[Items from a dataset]
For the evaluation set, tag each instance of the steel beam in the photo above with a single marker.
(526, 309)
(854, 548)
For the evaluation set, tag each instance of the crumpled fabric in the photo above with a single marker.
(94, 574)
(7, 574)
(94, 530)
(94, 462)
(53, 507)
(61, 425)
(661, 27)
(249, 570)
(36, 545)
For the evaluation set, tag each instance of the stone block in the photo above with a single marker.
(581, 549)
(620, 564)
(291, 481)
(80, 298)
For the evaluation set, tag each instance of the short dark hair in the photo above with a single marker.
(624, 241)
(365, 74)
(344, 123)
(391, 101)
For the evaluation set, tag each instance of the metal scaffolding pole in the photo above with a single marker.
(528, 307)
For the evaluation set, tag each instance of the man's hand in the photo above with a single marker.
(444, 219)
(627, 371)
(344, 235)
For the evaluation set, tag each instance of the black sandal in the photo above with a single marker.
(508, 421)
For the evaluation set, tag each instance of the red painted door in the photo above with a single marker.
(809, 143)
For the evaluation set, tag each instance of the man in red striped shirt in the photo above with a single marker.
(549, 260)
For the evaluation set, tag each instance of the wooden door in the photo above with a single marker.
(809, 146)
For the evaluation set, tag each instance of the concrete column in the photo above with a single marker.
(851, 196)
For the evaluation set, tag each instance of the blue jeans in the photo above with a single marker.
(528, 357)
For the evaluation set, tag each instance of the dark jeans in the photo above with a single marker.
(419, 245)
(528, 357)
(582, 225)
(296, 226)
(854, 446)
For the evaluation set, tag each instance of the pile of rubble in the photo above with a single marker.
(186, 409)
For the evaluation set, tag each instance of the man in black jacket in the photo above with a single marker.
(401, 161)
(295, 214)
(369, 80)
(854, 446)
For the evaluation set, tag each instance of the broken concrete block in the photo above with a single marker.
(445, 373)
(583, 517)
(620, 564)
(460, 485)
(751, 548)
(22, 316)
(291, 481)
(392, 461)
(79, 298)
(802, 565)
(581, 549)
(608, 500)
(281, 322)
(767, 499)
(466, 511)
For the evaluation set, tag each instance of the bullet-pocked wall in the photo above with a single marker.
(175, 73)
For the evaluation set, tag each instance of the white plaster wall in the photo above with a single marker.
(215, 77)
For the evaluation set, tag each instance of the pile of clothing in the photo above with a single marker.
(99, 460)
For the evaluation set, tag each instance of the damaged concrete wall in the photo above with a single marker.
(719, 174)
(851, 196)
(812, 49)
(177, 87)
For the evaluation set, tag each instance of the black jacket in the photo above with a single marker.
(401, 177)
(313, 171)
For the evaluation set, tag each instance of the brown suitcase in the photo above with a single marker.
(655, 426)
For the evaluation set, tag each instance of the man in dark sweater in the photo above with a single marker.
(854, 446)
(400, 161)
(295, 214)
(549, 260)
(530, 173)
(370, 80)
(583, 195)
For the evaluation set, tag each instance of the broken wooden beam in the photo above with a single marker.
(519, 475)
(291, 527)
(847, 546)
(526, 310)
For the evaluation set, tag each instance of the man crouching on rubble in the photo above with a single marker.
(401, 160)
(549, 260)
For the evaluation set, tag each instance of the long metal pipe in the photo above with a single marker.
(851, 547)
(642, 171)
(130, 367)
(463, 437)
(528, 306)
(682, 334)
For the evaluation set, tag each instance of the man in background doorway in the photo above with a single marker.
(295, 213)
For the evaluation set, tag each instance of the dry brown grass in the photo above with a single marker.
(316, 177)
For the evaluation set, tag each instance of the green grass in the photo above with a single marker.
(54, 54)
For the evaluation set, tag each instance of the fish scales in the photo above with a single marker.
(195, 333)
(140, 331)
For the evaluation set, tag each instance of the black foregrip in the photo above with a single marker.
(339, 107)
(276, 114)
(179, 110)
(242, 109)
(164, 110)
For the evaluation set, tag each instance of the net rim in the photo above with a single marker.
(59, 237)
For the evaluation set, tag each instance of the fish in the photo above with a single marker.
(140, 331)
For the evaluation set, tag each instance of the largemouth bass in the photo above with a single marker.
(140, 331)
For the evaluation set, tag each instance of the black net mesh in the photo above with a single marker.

### WHAT TO PRODUCE
Reproduce, word for word, everything from the line containing "man in background" down to the end of the records.

### WRITTEN SOLUTION
For the evaluation set, tag each instance of the man in background doorway in the photo above with a single marker.
(295, 213)
For the evaluation set, tag each instance of the dry brown grass in the photo above with a single marker.
(316, 177)
For the evaluation set, tag each instance of the green grass in the photo above with a single marker.
(54, 54)
For the evaluation set, tag each instance of the fish scales in the photo above with a single marker.
(195, 333)
(140, 331)
For the evaluation set, tag each instance of the black foregrip in the photo above with a single marker.
(339, 107)
(276, 114)
(179, 110)
(242, 109)
(164, 110)
For the evaluation set, tag each instance of the net rim in the photo above with a single marker.
(59, 237)
For the evaluation set, tag each instance of the fish in the photo above with a single marker.
(140, 331)
For the evaluation set, tag each instance of the largemouth bass in the photo above with a single marker.
(140, 331)
For the evaluation set, tag each instance of the black net mesh in the photo above with a single marker.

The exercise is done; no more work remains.